PROBLEM DETAILS
Starting at the first line of the material below and stopping after the line that includes "Return the outline of every instance of the leaf", write the lines out again exactly. Drop any pictures.

EXERCISE INPUTS
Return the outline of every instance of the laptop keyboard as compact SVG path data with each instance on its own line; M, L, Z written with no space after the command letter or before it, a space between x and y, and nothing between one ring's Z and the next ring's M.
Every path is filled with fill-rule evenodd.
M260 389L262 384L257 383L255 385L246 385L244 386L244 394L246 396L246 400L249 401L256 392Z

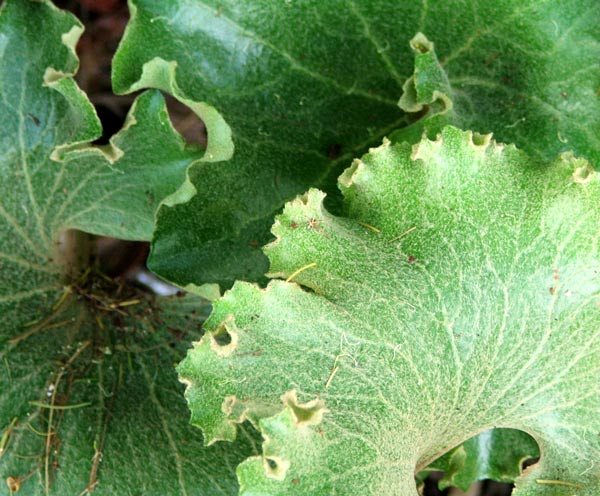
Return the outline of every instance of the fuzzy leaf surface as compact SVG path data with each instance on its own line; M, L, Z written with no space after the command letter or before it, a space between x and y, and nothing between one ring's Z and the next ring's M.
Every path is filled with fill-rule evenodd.
M439 111L439 95L427 88L440 82L455 125L494 132L537 157L573 150L600 163L596 0L130 0L130 7L115 90L159 87L207 101L235 143L231 161L193 166L180 197L159 212L151 264L184 287L262 278L260 246L273 215L310 186L336 204L335 181L352 158ZM426 56L415 66L413 50L424 47L411 49L416 33L435 42L437 70ZM413 78L425 91L411 102ZM403 137L418 140L411 129Z
M203 156L158 91L110 146L89 144L101 129L72 78L81 31L47 1L0 10L0 494L233 494L253 441L204 449L173 369L202 302L71 277L86 245L61 233L149 239Z
M208 441L262 431L241 493L416 495L502 427L540 447L515 496L598 494L598 173L447 127L340 186L347 217L313 189L273 226L271 276L293 281L236 283L179 366Z

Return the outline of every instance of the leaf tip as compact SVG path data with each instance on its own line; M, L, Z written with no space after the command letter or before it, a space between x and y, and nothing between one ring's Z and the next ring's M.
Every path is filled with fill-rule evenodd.
M412 40L410 40L410 47L415 53L427 53L433 51L433 42L429 41L420 31L415 34Z
M573 172L573 181L579 184L589 183L597 175L596 171L589 162L584 161L583 165L575 168Z
M505 148L505 145L496 143L492 140L493 133L480 134L474 131L463 131L454 126L446 126L431 140L426 134L421 141L415 143L412 148L411 160L427 161L431 157L438 156L444 146L459 149L466 146L479 155L486 153L490 146L496 148Z
M287 229L296 229L301 224L307 224L310 227L311 223L322 220L325 217L323 201L326 196L323 191L311 188L286 203L283 213L275 218L271 227L271 233L275 236L275 240L263 248L265 254L268 254L280 243L281 237Z
M142 74L133 84L126 87L117 86L118 94L131 93L133 91L157 88L174 98L196 114L196 116L206 126L208 134L208 143L204 157L201 162L221 162L231 159L234 152L232 131L225 119L213 106L188 98L177 84L178 64L176 60L165 60L161 57L154 57L152 60L144 63Z
M392 144L392 142L384 136L383 141L381 142L381 145L373 147L373 148L369 148L369 153L377 153L378 151L385 150L386 148L389 148L391 146L391 144Z
M228 357L238 345L235 318L228 315L217 328L210 333L210 347L220 357Z
M356 158L350 164L350 167L344 170L338 178L338 183L342 189L348 189L354 184L354 176L360 169L364 168L365 164L362 160Z
M248 410L248 404L240 401L236 395L226 396L221 404L221 411L236 424L241 424L248 418Z
M52 87L60 80L71 76L72 74L56 70L53 67L46 67L46 71L44 72L44 86Z
M284 460L279 456L265 456L263 458L265 465L265 475L270 479L282 481L285 479L287 471L290 468L290 461Z
M69 49L75 59L77 59L75 47L77 46L77 42L79 41L79 38L81 38L83 31L83 26L79 24L79 21L77 21L76 24L73 24L71 29L69 29L66 33L63 33L61 36L63 45Z
M488 146L490 146L490 143L492 143L492 137L494 136L494 133L480 134L475 131L469 131L469 135L469 142L471 146L485 150Z
M292 389L281 396L281 401L290 408L296 426L318 425L327 412L325 401L315 398L307 403L300 403L296 390Z
M79 38L83 34L83 26L74 17L73 22L74 24L71 26L71 28L61 35L61 41L63 45L67 47L72 63L69 64L68 69L65 67L66 70L58 70L53 67L47 67L43 79L44 86L52 87L61 79L70 78L77 72L79 67L79 58L77 57L76 46Z

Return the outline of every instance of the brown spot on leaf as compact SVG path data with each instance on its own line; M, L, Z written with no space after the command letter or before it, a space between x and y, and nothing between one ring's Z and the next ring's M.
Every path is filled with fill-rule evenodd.
M16 493L21 489L21 483L23 479L21 477L7 477L6 485L8 486L8 490L12 493Z

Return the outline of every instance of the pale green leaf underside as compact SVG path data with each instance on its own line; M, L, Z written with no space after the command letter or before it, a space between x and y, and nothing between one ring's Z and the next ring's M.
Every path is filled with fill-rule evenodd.
M26 495L232 494L253 440L204 449L173 370L201 300L134 292L121 309L127 290L66 276L62 231L149 239L158 204L203 156L158 91L110 146L89 144L101 129L72 79L81 31L47 1L0 10L0 494L9 477Z
M336 204L335 181L350 160L420 115L398 107L415 75L409 42L418 32L435 43L454 124L536 157L572 150L598 166L596 0L130 6L116 91L175 87L180 98L207 101L235 144L231 161L191 168L194 188L186 184L181 199L198 194L189 203L159 212L152 267L181 286L259 280L267 269L259 247L285 201L318 186ZM176 84L151 70L157 58L176 64Z
M267 439L270 463L238 469L242 494L416 494L416 470L492 427L540 446L515 495L598 494L589 164L448 127L384 143L340 184L348 218L317 190L277 218L271 275L294 282L237 283L179 366L209 441L245 418ZM293 390L324 406L298 413Z

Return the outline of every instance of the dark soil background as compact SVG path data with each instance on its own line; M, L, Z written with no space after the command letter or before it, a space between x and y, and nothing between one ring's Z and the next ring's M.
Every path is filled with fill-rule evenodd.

THE COMPLETED TASK
Return the outline of every instance of the laptop keyboard as compact SVG path data with each instance on its own line; M, L, Z written with no space after the command letter or before it, a space between x and y, and nothing between one ring's Z and the next ring's M.
Every path is filled with fill-rule evenodd.
M260 389L262 384L257 383L255 385L246 385L244 386L244 394L246 396L246 400L249 401L256 392Z

Return the outline of every instance of the fuzzy leaf surface as compact SVG path data with each instance on its own line; M, L, Z written with no space after the command letter or before it, a space between x and y, and nothing between one ring's Z and the next ring's M.
Every path is filled with fill-rule evenodd.
M439 111L439 95L427 88L440 82L455 125L494 132L537 157L573 150L600 163L596 0L130 0L130 7L115 90L159 87L207 101L235 143L231 161L193 166L180 197L159 212L151 264L184 287L262 278L260 246L273 215L310 186L336 204L335 181L352 158ZM426 56L415 66L413 50L424 47L411 49L416 33L435 42L437 70ZM413 78L425 91L411 102ZM403 137L418 140L411 129Z
M203 156L158 91L110 146L89 144L101 129L72 78L81 31L47 1L0 10L0 494L233 494L253 441L204 449L173 369L202 302L71 277L86 245L61 233L149 239Z
M208 441L262 431L241 493L416 495L502 427L540 447L515 496L598 494L598 173L447 127L340 186L347 217L313 189L273 226L271 276L293 281L236 283L179 366Z

Return the outline of every instance of the leaf tip as compact SVG path data with each instance on its own line; M, L, Z written with no space after the command letter or before it, a space between x and y, and nothing between one ring's Z and the next ring's M.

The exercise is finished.